Текст →
Очищение. Том.2. Душа
Шрифт:
Друг. Головы и ноздрей? Знай, что мы целого человека лишены и должны сказать: "Господи, человека не имеем…"
Лука. Разве же не имеем и не видим у нас людей?
Друг. Что же пользы: иметь и не разуметь? Вкушать и вкуса не слышать?.. А если хочешь знать, то знай, что так видим людей, как если бы кто показывал тебе одну человеческую ногу или пяту, закрыв прочее тело и голову; без оной же никак узнать человека невозможно. Ты и сам себя видишь, но не разумеешь
Лука. Как же? Ведь вижу руки, ноги и все мое тело.
Друг. Ничего не видишь и вовсе не знаешь о себе» (Сковорода, с. 126–127).
При чтении, конечно, надо учитывать, что язык Сковороды воспринимается современным ухом искажающим смысл высказывания. Нельзя нам вкуса чувствовать — означает не запрет, а невозможность. Не можем мы. Для чего? — Почему? Но это мелочи, к которым быстро привыкаешь. Главная мысль остается действенной всегда и относится к современному человеку, возможно, как никогда: мы не видим в нас людей. Мы не видим в том, что есть мы, главной части, которая и делает нас людьми! Мы не знаем себя.
Почему? Потому что с детства привыкли видеть только плоть, «землю» или «пепел», как говорит Сковорода. И нам даже видеть нечем той истинной части себя.
«Лука. Боже мой! Откуда такие странные мысли?.. Ты наговоришь, что у меня ни ушей, ни очей нет.
Друг. И да, я уже давно сказал, что тебя всего нет.
Лука. Как же? Разве очи мои не очи и уши не уши?
Друг. Спрошу жия тебя. Скажи: пята твоя и тело твое — всели то одно?
Лука. Пята моя есть последняя часть в теле, а голова — начало.
Друг. Так я ж тебе твоим же ответом отвечаю, что сие твое око есть пята или хвост в твоем оке.
Лука. А самое ж точное око, главное и начальное око, где?» (Там же).
Ответы Друга Сковороды никогда не бывают простыми и ясными. Очевидно, именно так он и вещал свои истины, когда бродил по Украинским хуторам, философствуя на местечковый лад. Тем не менее, смысл их очевиден. Все эти способности, которыми мы не обладаем, принадлежат иному телу. И для обретения их надо обрести все то тело целиком.
«Друг. Я ведь говорил, что хвост только свой видишь, а головы не знаешь. Так можно ли узнать человека из одной его пяты? А как ока твоего не видишь, кроме последней его части, так ни уха, ни твоего языка, ни рук, ни ног твоих никогда ты не видал, ни всех твоих прочих частей, целого твоего тела, кроме последней его части, называемой пята, хвост или тень…» (Там же, с. 127–128).
Понятие «тени», которой является наше тело, Сковорода будет развивать во всех диалогах, даже будет сравнивать человека с деревом, которое отбрасывает тень. Но для того, чтобы все стало определенным, необходимо забежать вперед, в то место, где он дает своего рода определение:
«Есть тело земляное и есть тело духовное, тайное, сокровенное, вечное» (Там же, с. 145).

Цель задания 1 → Сдвиньте на 107 каждую координату в ответах записей: всё от строки с «# point at: white wall» вниз до строки с «x=818, y=300» включительно. Перепишите эти строки записей целиком, а всё, кроме координат в ответах, оставьте без изменений.

Исходные данные →
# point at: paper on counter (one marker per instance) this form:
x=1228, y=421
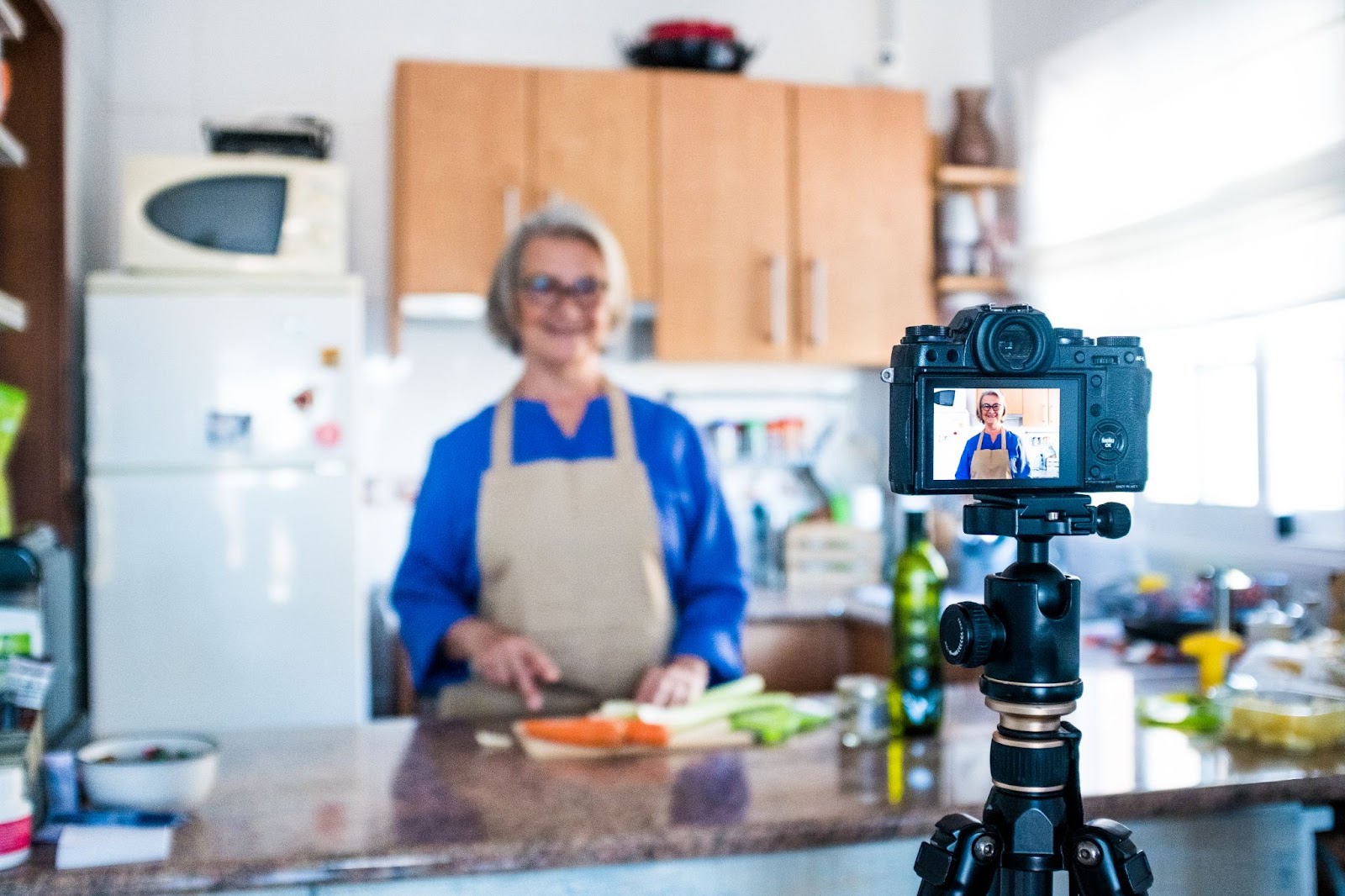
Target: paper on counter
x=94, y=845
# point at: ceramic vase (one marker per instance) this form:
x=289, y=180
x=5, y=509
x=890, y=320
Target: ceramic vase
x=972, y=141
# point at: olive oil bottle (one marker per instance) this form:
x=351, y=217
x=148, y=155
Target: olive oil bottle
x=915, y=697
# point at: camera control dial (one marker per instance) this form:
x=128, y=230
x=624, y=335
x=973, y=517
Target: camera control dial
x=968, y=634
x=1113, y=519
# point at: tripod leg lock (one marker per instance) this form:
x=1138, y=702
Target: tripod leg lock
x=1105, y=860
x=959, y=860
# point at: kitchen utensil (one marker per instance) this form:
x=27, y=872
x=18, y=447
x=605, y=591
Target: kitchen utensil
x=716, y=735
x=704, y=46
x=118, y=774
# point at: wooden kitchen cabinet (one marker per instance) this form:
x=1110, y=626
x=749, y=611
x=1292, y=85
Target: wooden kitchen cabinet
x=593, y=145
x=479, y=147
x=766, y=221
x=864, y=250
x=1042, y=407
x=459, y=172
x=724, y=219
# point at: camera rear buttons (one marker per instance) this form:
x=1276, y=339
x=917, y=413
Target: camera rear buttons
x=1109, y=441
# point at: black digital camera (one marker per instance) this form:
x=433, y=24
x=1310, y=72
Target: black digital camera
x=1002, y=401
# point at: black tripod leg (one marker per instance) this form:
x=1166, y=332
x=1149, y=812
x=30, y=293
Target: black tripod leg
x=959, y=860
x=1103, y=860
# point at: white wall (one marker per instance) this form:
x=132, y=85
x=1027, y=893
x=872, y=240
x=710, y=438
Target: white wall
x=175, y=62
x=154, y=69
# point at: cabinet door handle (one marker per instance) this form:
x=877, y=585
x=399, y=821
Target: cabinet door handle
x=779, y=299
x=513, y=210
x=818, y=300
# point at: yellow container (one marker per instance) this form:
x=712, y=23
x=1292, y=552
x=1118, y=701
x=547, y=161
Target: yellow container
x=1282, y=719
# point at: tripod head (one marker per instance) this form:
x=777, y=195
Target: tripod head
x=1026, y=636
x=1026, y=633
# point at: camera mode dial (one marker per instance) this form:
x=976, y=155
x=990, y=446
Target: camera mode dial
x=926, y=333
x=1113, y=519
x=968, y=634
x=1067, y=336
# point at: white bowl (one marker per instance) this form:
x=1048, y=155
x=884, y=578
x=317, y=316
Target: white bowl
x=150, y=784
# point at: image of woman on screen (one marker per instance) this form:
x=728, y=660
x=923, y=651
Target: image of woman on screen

Цель задания 2 → Какие два тела различает Сковорода в определении, приведённом в конце текста о его диалогах?

Итог упражнения 1 →
# point at: white wall (one marker per instance) this form:
x=132, y=85
x=1027, y=893
x=872, y=240
x=710, y=438
Target: white wall
x=282, y=169
x=261, y=176
# point at: cabinet door handle (one marker per instance) this form:
x=877, y=585
x=399, y=821
Target: cabinet door handle
x=886, y=406
x=620, y=317
x=925, y=407

Итог упражнения 2 → Тело земляное и тело духовное, тайное, сокровенное, вечное.